++++ EXTRACTED DATA

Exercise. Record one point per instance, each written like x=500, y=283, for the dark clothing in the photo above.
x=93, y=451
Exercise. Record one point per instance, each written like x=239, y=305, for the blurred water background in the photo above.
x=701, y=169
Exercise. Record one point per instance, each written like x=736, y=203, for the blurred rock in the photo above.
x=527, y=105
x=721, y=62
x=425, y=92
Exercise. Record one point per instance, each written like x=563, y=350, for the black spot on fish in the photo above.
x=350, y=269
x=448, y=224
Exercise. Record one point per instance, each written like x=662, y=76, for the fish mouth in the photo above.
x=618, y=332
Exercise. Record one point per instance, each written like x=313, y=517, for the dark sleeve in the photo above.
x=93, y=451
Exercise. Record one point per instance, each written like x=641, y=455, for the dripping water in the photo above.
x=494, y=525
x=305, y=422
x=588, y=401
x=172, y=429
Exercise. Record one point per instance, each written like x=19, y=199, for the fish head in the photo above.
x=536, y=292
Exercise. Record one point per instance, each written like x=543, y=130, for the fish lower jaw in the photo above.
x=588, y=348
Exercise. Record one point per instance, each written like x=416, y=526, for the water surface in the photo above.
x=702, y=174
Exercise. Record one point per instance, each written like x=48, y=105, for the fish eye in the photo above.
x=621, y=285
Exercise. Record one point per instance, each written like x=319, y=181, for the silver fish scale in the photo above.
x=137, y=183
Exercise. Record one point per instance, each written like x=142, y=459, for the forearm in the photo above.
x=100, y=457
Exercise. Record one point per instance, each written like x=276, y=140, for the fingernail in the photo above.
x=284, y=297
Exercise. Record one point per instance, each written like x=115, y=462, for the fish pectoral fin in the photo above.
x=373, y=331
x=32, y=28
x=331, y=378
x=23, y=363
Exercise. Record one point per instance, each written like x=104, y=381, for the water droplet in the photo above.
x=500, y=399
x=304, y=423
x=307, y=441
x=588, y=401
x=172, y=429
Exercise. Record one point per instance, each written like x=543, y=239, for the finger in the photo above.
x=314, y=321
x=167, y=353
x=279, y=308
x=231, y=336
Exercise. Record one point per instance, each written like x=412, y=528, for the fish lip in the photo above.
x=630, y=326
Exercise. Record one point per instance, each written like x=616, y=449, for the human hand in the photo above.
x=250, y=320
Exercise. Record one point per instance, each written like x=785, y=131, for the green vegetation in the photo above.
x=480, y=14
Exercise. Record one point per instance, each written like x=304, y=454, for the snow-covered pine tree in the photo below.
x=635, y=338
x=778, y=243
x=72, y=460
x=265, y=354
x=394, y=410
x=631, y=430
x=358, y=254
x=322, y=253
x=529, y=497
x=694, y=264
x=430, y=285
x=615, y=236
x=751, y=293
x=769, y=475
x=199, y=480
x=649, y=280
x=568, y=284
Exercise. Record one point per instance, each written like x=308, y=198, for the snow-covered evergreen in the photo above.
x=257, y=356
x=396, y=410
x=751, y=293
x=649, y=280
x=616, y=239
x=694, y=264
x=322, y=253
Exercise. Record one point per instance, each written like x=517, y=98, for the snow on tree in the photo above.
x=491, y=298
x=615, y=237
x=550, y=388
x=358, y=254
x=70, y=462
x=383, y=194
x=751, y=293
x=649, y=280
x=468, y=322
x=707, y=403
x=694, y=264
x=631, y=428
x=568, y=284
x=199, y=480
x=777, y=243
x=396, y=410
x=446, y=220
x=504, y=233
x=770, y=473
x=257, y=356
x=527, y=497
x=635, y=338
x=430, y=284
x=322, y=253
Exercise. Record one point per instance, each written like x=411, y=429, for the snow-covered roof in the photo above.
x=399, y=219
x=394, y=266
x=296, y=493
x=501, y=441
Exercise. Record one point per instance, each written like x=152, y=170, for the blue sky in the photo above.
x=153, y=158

++++++++

Recopy all the entries faithfully, leaving none out.

[TASK RESULT]
Exercise. Record one point per instance, each written like x=500, y=283, for the dark clothing in the photo above.
x=93, y=451
Exercise. Record one point per instance, each written like x=239, y=305, for the blurred water background in the photo above.
x=701, y=169
Exercise. Record one point per instance, each written like x=736, y=203, for the blurred rock in the photo above.
x=527, y=105
x=721, y=62
x=425, y=92
Exercise. Record one point per instance, each written like x=563, y=350, for the black spot on fish in the photo above.
x=350, y=269
x=448, y=224
Exercise. Record one point per instance, each written like x=662, y=76, for the fish mouth in the photo above.
x=618, y=332
Exercise. Record one point per instance, each written like x=313, y=517, for the dark sleeve in the photo above.
x=93, y=451
Exercise. Record one point per instance, each written like x=641, y=455, for the dripping water in the photo above.
x=494, y=525
x=305, y=422
x=588, y=401
x=172, y=429
Exercise. Record one point per instance, each written like x=19, y=199, for the fish head in the photo above.
x=536, y=292
Exercise. Record one point per instance, each written like x=543, y=130, for the fish lower jaw in the photo above.
x=588, y=348
Exercise. Record one point per instance, each written like x=416, y=526, for the water surface in the photo above.
x=702, y=174
Exercise. Record one point per instance, each written like x=48, y=105, for the fish eye in the photo above.
x=621, y=285
Exercise. Record one point per instance, each written like x=319, y=181, for the silver fish scale in the photo above.
x=137, y=183
Exercise. Record one point per instance, each written like x=142, y=459, for the forearm in the photo above.
x=100, y=457
Exercise. Record one point per instance, each written like x=276, y=140, for the fingernail in the photo above.
x=284, y=297
Exercise. Record one point per instance, each written like x=115, y=462, for the fish pectoral fin in the photo above.
x=373, y=331
x=32, y=28
x=331, y=378
x=23, y=363
Exercise. Record one point per instance, each written like x=104, y=381, for the water droplet in the photo above.
x=500, y=399
x=304, y=423
x=307, y=441
x=588, y=401
x=172, y=429
Exercise. Record one point per instance, each written like x=543, y=239, for the finger in the photo above.
x=314, y=321
x=167, y=353
x=279, y=308
x=231, y=336
Exercise. Record one point per instance, each written like x=412, y=528, for the fish lip in the photo above.
x=630, y=326
Exercise. Record one point per instance, each written like x=616, y=449, for the human hand in the photo above.
x=250, y=320
Exercise. Record one point per instance, each written like x=785, y=131, for the green vegetation in the photo above.
x=480, y=14
Exercise. Record one point per instance, each written like x=304, y=454, for the snow-covered pine tree in the photo below.
x=635, y=338
x=778, y=243
x=72, y=460
x=265, y=354
x=394, y=410
x=631, y=430
x=358, y=254
x=322, y=253
x=529, y=497
x=694, y=264
x=430, y=285
x=615, y=236
x=751, y=293
x=769, y=475
x=199, y=480
x=649, y=280
x=568, y=284
Exercise. Record one point per instance, each written like x=308, y=198, for the snow-covered evergreen in the photo above.
x=257, y=356
x=396, y=410
x=751, y=293
x=649, y=280
x=616, y=239
x=694, y=264
x=322, y=253
Exercise. Record one point per instance, each written like x=517, y=98, for the snow on tree in the photo above.
x=491, y=298
x=615, y=237
x=550, y=388
x=358, y=254
x=70, y=462
x=383, y=194
x=751, y=293
x=649, y=280
x=468, y=322
x=707, y=403
x=694, y=264
x=631, y=428
x=568, y=284
x=199, y=480
x=777, y=243
x=396, y=410
x=446, y=220
x=504, y=233
x=770, y=473
x=257, y=356
x=527, y=497
x=635, y=338
x=430, y=284
x=322, y=253
Exercise. Record one point per instance, each written like x=411, y=429, for the snow-covered roof in the photo above.
x=399, y=219
x=394, y=266
x=296, y=493
x=501, y=441
Exercise. Record one point per instance, each written like x=152, y=170, for the blue sky in the photo above.
x=153, y=158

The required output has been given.